**RAW RECORDS:**
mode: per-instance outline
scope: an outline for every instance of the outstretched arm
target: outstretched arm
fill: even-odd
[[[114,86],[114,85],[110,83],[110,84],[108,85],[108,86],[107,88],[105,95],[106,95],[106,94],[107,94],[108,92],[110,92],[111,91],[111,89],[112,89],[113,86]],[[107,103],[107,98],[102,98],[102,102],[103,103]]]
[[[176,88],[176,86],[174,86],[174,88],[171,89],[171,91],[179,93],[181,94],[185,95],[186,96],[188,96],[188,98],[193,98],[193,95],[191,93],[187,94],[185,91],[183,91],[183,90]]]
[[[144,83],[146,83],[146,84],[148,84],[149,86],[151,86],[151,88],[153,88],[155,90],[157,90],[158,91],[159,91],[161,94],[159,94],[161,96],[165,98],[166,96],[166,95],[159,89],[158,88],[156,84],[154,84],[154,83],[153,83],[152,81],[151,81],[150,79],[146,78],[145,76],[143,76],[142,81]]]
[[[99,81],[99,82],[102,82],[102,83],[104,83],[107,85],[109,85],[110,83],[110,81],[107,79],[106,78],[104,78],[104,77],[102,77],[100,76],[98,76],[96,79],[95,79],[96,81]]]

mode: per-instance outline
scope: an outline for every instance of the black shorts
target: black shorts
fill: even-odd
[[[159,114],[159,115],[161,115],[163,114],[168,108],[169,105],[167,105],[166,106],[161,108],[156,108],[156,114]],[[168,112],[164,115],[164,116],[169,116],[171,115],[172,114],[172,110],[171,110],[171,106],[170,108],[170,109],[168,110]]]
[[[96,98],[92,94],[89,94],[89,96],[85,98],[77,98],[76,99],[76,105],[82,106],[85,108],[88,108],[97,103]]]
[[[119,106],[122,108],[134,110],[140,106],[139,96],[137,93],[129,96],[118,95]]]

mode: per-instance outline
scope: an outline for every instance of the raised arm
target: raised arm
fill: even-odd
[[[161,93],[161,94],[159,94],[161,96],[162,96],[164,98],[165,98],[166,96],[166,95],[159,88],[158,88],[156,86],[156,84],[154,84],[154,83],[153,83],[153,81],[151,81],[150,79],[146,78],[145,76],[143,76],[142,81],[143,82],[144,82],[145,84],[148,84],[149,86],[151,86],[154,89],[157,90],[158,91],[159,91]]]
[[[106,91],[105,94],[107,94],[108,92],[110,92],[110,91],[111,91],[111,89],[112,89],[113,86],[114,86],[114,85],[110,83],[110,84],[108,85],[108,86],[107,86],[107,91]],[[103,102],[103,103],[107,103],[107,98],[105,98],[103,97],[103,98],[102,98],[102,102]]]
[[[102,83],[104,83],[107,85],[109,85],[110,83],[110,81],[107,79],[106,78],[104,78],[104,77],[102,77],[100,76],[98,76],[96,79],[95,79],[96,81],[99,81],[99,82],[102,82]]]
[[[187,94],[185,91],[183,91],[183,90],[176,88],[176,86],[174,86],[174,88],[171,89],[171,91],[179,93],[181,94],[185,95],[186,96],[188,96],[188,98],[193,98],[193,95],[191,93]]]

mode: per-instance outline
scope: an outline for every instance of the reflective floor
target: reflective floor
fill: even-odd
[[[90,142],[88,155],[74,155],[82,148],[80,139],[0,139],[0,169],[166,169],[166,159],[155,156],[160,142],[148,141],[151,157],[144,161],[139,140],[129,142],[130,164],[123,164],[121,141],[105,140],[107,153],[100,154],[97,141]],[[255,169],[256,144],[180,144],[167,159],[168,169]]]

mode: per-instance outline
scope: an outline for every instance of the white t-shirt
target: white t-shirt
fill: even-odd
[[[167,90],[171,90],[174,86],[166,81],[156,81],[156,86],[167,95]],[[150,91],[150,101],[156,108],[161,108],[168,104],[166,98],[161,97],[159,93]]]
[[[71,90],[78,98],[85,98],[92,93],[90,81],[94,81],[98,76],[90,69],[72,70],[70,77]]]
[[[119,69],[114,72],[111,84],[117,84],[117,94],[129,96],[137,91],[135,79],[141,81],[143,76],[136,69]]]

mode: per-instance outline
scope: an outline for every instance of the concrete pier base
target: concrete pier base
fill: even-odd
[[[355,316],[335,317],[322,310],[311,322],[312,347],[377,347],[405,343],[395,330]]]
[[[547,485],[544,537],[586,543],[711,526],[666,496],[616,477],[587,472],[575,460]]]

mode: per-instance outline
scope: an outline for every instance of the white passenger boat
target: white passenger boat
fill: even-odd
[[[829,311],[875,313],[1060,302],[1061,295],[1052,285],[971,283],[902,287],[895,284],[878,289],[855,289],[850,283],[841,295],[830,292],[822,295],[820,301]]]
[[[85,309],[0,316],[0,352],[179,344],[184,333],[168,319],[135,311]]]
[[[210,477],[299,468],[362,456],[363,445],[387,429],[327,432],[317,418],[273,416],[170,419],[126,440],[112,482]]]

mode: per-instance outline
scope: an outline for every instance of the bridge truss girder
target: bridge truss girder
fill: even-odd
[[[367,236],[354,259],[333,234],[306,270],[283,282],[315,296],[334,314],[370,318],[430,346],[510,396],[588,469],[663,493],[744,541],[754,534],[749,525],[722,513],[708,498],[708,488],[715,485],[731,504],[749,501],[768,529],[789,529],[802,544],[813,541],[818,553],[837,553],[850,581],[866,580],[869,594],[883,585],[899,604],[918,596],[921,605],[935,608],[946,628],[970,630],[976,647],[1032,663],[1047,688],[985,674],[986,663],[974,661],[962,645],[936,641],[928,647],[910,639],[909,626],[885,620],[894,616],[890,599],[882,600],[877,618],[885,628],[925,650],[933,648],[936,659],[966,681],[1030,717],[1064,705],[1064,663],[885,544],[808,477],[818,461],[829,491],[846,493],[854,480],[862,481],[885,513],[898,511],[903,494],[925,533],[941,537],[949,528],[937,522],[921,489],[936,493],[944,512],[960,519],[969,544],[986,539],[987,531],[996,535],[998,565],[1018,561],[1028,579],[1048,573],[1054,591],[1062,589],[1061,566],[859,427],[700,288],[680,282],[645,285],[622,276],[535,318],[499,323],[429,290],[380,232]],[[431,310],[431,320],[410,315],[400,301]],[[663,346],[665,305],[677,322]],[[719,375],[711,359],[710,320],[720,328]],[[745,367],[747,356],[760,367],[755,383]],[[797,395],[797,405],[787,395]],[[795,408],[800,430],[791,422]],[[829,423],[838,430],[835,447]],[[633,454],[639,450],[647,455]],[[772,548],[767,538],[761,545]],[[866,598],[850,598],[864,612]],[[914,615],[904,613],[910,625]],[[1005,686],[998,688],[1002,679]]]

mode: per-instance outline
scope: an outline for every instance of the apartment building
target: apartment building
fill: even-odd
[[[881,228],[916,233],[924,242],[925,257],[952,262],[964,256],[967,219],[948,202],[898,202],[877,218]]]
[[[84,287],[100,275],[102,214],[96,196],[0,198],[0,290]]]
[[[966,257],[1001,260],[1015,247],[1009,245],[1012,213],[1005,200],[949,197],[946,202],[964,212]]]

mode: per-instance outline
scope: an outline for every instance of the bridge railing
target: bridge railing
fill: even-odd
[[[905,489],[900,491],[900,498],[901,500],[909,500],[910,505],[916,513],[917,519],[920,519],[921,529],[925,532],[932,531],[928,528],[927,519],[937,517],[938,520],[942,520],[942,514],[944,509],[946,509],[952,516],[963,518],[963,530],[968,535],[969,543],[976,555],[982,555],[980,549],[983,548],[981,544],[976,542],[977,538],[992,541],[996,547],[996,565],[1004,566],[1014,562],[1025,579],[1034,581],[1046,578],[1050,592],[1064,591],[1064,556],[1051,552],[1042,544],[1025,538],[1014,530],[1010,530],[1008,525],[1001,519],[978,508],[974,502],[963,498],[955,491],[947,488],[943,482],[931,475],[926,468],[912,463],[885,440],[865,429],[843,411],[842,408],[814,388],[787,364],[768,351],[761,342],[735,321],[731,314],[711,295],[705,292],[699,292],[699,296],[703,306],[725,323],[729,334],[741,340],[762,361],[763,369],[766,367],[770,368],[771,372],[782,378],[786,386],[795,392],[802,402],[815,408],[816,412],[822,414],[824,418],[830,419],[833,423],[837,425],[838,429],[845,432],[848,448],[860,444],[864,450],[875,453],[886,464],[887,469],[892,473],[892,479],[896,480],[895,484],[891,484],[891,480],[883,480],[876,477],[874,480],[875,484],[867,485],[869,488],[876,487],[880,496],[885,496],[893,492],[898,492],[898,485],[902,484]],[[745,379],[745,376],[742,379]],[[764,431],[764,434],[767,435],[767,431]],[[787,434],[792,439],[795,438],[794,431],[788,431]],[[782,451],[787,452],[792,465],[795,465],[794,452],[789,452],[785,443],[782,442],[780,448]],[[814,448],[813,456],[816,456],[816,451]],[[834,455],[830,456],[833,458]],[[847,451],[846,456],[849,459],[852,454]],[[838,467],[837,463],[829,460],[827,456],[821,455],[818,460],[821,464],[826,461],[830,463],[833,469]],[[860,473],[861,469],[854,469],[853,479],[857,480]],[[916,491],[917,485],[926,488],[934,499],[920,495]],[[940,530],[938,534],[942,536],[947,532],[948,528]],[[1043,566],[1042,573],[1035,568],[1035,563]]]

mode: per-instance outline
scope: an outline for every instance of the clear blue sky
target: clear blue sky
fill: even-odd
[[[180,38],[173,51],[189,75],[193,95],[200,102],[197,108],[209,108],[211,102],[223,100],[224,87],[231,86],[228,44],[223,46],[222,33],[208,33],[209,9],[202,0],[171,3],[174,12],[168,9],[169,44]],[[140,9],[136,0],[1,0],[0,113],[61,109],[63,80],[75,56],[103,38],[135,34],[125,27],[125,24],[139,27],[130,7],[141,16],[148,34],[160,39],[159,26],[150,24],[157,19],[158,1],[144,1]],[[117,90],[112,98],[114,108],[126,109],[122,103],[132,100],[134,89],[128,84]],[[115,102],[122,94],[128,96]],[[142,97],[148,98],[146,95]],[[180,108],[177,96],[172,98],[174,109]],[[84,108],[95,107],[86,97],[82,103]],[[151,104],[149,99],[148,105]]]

**THE EXERCISE:**
Report every line of the listing above that contains the string "clear", matching case exactly.

**WRITTEN ANSWER:**
scope: an outline for every instance of the clear blue sky
target: clear blue sky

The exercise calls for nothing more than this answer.